SUPPLIED DATA.

============

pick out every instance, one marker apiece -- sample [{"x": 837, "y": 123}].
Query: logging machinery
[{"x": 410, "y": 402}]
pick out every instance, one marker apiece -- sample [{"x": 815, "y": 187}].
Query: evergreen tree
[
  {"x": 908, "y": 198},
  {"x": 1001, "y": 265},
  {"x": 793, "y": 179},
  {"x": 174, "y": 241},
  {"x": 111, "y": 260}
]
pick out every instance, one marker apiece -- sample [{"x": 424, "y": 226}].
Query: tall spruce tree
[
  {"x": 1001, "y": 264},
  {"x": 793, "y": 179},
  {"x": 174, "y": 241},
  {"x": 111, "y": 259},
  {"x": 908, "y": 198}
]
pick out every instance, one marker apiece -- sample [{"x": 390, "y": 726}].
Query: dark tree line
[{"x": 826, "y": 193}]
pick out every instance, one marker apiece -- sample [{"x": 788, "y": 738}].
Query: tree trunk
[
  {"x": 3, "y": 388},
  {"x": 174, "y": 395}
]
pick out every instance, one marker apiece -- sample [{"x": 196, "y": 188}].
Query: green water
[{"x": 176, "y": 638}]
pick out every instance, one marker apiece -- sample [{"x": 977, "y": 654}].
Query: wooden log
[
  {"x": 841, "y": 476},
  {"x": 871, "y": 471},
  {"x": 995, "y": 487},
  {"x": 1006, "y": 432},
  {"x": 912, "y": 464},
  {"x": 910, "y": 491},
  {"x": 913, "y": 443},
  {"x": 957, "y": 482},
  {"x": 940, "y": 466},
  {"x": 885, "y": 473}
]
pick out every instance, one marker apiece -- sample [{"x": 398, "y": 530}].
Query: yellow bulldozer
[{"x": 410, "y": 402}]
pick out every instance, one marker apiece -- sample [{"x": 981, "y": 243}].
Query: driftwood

============

TASK DETAILS. Copy the whole listing down exactly.

TASK RESULT.
pick out every instance, one marker apiece -- sample [{"x": 837, "y": 123}].
Query: logging machinery
[{"x": 410, "y": 402}]
pick out every instance, one marker apiece -- sample [{"x": 815, "y": 187}].
Query: evergreen tree
[
  {"x": 908, "y": 198},
  {"x": 1001, "y": 265},
  {"x": 793, "y": 179},
  {"x": 174, "y": 241},
  {"x": 111, "y": 260}
]
pick out every instance, one marker apiece -- sample [{"x": 424, "y": 226}].
Query: tall spruce tree
[
  {"x": 1001, "y": 264},
  {"x": 793, "y": 179},
  {"x": 174, "y": 241},
  {"x": 111, "y": 259},
  {"x": 908, "y": 198}
]
pick out every instance, one marker apiece -- sample [{"x": 390, "y": 726}].
Query: dark tree line
[{"x": 826, "y": 193}]
pick out every instance, one marker apiece -- sample [{"x": 788, "y": 738}].
Query: tree trunk
[
  {"x": 3, "y": 388},
  {"x": 174, "y": 395}
]
pick out every instance, one marker apiece -- sample [{"x": 196, "y": 188}].
Query: green water
[{"x": 176, "y": 638}]
pick out every instance, one marker apiece -- sample [{"x": 977, "y": 654}].
Query: wooden log
[
  {"x": 841, "y": 476},
  {"x": 871, "y": 471},
  {"x": 995, "y": 487},
  {"x": 1006, "y": 432},
  {"x": 912, "y": 464},
  {"x": 910, "y": 491},
  {"x": 913, "y": 443},
  {"x": 957, "y": 482},
  {"x": 940, "y": 466},
  {"x": 885, "y": 473}
]
pick out every instance, one marker apiece -- sample [{"x": 398, "y": 530}].
Query: yellow bulldozer
[{"x": 410, "y": 402}]
pick out every instance, one marker apiece -- sample [{"x": 981, "y": 243}].
Query: driftwood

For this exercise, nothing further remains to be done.